* PROBLEM REQUIREMENTS
Set down every record exactly as it appears.

* INPUT DATA

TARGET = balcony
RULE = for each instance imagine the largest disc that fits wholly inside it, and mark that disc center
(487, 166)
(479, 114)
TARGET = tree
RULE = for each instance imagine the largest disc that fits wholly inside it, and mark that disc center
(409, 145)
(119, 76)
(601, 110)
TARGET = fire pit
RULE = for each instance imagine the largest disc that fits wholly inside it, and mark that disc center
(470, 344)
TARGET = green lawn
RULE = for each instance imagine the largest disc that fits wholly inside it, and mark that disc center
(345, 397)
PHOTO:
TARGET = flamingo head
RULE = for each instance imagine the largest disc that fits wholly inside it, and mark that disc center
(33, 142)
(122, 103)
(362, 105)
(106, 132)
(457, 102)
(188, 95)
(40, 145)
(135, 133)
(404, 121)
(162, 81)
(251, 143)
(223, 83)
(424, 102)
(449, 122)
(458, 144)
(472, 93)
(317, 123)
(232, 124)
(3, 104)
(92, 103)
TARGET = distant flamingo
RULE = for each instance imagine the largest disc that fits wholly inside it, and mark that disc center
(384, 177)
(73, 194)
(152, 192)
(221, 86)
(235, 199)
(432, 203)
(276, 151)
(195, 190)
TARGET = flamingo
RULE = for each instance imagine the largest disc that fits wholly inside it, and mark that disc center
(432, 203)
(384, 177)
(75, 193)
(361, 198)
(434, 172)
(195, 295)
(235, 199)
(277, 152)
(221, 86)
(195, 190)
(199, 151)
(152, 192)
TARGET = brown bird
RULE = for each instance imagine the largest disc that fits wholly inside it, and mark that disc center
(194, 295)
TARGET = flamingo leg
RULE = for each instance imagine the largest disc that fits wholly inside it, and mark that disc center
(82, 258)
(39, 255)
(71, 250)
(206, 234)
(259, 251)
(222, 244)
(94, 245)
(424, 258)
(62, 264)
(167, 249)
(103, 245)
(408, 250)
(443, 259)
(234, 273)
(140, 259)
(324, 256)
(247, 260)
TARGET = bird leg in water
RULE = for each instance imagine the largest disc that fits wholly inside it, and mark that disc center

* FINAL ANSWER
TARGET = balcony
RULE = for each instance imagine the largest disc that fits wholly inside it, and mark that disc center
(487, 166)
(479, 114)
TARGET = tree
RULE = for each instance imagine the largest disc that fits wholly inside it, and mark that disc center
(409, 145)
(119, 76)
(601, 110)
TARGET = fire pit
RULE = for each instance imagine the largest disc that fits wholly inside it, and mark that disc center
(470, 344)
TARGET = green lawn
RULE = for each instance imagine the largest disc that fits wholly inside it, and mark that disc center
(345, 397)
PHOTO:
TARGET = flamingo head
RULE = for each instance imagine the largest disc that fits wholly inside it, and mark that disc center
(33, 142)
(122, 103)
(362, 105)
(106, 132)
(457, 102)
(188, 95)
(40, 145)
(135, 133)
(404, 121)
(162, 81)
(251, 143)
(223, 83)
(424, 102)
(449, 122)
(458, 144)
(472, 93)
(317, 123)
(232, 124)
(3, 104)
(92, 103)
TARGET = distant flamingo
RULE = for each instance imagine the largest disc that fits wholly inside it, and mark that disc center
(384, 177)
(73, 194)
(152, 192)
(221, 86)
(235, 199)
(432, 203)
(276, 151)
(195, 190)
TARGET = flamingo
RULE = for each instance imagine the largest disc that fits wholly inside it, and mark that disc center
(432, 203)
(384, 177)
(75, 193)
(361, 198)
(434, 172)
(195, 295)
(235, 199)
(277, 152)
(221, 86)
(195, 190)
(199, 151)
(152, 192)
TARGET = brown bird
RULE = for each instance imagine the largest disc that fits wholly inside it, and mark that disc center
(194, 295)
TARGET = flamingo leg
RULE = for each instance imagine the largest disc that fits wholly inside it, and mark that disc center
(82, 258)
(39, 255)
(71, 250)
(206, 234)
(259, 251)
(222, 244)
(94, 245)
(424, 258)
(62, 264)
(167, 249)
(103, 245)
(408, 250)
(443, 259)
(234, 273)
(140, 259)
(324, 256)
(247, 260)
TARGET = bird leg in water
RULE = for each instance imagine the largest disc that fits wholly inside it, and mark that disc center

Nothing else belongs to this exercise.